SET EXERCISE 1: Which lines in the records below contain the word "carrot"? Find each one and copy it out.

Most likely, when Sastre attacks early, everybody just rides tempo utterly unconcerned. He didn't get away on the lower slopes of the Colombiere. Who knows what he can do on the Ventoux.

Sastre attacking late presupposes that he's still in the selection which isn't a given regarding his form.

If Saxo are serious of putting Fränk on the podium they are likely to go through Bédoin in high speed (probably starting to ride hard no later than Aurel/Sault, considering that from the top of Col des Abeilles there are just 20 easy kms to Bédoin). Anyone not in the top 7 will probably need to start the climb with a few minutes in the bank to have even a slim chance of the stage.

With the battle for second and third as hard and close as it is (and with so many riders with a shot) I don't see them letting anyone go, and stay gone, once they reach Ventoux.
 
Cobblestones said:
Two brothers on the podium...Strange that it hasn't been hyped in the media so far (at least not on Vs).
Not with Lance around. It's all Lance/Alberto/Astana, all the time.

Thoughtforfood said:
At the top of the TT climb, he wasn't even breathing hard. Contrast that with Mr Armstrong. And in Lance's words the year after letting Pantani win Ventoux, "NO GIFTS!!!."
Uh, I believe that is what Hinault said to Lance after Lance rode past Klodi in 2004. No?

SOURCE DATA:
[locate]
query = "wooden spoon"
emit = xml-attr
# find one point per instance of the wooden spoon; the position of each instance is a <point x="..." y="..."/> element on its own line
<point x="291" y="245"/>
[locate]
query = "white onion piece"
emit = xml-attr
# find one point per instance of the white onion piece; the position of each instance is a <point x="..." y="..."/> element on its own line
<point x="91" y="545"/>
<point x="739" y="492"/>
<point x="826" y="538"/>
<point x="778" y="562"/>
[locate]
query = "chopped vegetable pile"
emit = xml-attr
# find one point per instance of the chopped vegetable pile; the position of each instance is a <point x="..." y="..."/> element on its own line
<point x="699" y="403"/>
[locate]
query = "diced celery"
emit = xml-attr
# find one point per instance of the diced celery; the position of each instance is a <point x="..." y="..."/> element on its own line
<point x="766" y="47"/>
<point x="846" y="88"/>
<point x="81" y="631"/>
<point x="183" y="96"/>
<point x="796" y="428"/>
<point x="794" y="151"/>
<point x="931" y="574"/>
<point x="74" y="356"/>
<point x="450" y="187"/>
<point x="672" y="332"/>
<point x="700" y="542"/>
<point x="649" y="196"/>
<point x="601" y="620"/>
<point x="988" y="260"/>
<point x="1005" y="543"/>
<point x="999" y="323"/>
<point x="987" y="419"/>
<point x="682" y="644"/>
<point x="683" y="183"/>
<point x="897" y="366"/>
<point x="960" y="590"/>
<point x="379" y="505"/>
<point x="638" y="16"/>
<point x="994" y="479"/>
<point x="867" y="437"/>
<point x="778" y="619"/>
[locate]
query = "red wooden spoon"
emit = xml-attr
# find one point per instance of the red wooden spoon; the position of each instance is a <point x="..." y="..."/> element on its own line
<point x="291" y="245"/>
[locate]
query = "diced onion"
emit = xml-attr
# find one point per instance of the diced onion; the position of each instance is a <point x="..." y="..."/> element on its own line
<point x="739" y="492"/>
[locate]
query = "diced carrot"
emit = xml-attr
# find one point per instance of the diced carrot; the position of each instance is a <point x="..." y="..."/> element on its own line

SET EXERCISE 2: Could you pick up the cycling forum thread about the Ventoux stage and continue it from its final line?

ANSWER 1:
query = "diced carrot"
# find one point per instance of the diced carrot; the position of each instance is a <point x="..." y="..."/> element on its own line

ANSWER 2:
dgodave said:
Anybody know anything about the WIND up Ventoux?
Try this link. :)
 
Agree with Stelvio's good posts.

I have yet to see anything from Lance since his comeback that tells me he not only won't win the stage, but will at some point get dropped. But who knows.

To me, all indication is that Contador will win the stage after probably riding with the Schlecks, and maybe a straggler such as Montcoutier, Sastre, Nibali, Pelizotto, though those guys should get dropped as well.

I don't see Klodi, Lance, Wiggins, being able to keep up towards the top.

If Andy cracks, it will be because of lack of experience coupled with exuberance, but I imagine Riis will constantly be in his ear telling him to take it easy, and giving the brothers constant splits to where Lance and Wiggins are.
 
If it turns out to be a scrap between the big guns then I think Contador will put his stamp on the race (even more) and take the win.

There are a number of more than capable climbers, however, who are at last half an hour off the pace and should therefore be given enough leeway to either get in an early break or not be chased if they attack early on the climb:

Christophe Moreau (30-1) - Form has been surprisingly good in recent days and this will almost certainly be his last serious stage in a Tour De France. He'll be giving every last drop of blood to go out on a winning note. Plus, he has done well at Ventouxpreviously.

Cadel Evans (30-1) - Sure, it's been a disappointing Tour for him but ... he did go up the moderate climb in the time trial faster than anyone.

Igor Anton (100-1) - Given how active Euskaltel have been, its a little unusual that maybe the best rider on their team hasn't doen anything whatsoever.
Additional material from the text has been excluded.